'''

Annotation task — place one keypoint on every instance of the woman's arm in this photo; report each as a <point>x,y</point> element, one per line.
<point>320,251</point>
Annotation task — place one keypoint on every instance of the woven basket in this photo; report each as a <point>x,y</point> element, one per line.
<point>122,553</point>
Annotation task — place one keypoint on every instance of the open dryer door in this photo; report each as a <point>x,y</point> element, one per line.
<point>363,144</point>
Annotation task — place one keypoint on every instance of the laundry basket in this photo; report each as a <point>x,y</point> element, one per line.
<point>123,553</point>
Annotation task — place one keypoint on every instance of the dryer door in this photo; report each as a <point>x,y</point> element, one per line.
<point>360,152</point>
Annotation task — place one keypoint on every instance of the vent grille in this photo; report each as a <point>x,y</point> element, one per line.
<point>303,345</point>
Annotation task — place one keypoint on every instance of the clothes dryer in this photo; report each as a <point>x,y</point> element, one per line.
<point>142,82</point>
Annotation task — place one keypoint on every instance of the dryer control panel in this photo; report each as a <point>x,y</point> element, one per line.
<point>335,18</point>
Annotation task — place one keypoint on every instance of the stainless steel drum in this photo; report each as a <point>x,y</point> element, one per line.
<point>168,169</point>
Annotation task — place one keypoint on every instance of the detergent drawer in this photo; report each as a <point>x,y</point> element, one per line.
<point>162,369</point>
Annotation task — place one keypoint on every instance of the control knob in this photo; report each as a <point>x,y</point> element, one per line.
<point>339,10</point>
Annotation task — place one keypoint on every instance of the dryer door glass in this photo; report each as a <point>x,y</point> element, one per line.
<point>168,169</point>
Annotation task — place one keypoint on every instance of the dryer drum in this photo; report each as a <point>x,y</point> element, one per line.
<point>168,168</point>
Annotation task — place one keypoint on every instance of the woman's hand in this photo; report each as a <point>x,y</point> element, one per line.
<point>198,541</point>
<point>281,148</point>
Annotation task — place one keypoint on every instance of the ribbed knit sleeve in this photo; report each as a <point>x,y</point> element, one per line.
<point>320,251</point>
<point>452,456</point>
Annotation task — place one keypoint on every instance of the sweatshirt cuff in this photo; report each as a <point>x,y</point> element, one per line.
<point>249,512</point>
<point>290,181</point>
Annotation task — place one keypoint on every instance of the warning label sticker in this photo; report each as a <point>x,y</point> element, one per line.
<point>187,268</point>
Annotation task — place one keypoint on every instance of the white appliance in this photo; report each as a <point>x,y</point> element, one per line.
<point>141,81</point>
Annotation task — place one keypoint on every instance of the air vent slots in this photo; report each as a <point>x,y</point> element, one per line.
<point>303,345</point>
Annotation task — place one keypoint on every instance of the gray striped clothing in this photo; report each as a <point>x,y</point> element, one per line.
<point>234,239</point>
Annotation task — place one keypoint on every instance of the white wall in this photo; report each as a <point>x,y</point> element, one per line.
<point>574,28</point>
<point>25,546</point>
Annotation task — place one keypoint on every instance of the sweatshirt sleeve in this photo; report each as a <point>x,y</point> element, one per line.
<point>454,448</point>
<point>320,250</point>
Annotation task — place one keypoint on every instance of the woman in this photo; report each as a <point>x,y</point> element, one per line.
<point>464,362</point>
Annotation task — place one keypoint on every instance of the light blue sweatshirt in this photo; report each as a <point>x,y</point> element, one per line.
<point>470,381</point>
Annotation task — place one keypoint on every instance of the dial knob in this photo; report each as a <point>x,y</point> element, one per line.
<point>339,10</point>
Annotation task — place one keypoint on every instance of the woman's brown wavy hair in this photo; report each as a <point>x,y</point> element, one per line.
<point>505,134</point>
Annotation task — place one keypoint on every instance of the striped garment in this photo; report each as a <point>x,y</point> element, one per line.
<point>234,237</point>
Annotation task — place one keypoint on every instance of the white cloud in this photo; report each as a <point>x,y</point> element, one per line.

'''

Starting at the line that contains "of the light" and ending after the line that contains "<point>470,381</point>", write those records out again, requests included. Multiply every point coordinate in the answers by 0.8 and round to whole numbers, with halves rounded up.

> _FULL OUTPUT_:
Annotation task — place one keypoint on every instance of the light blue sweatshirt in this photo; report each as a <point>x,y</point> element, one per line.
<point>376,305</point>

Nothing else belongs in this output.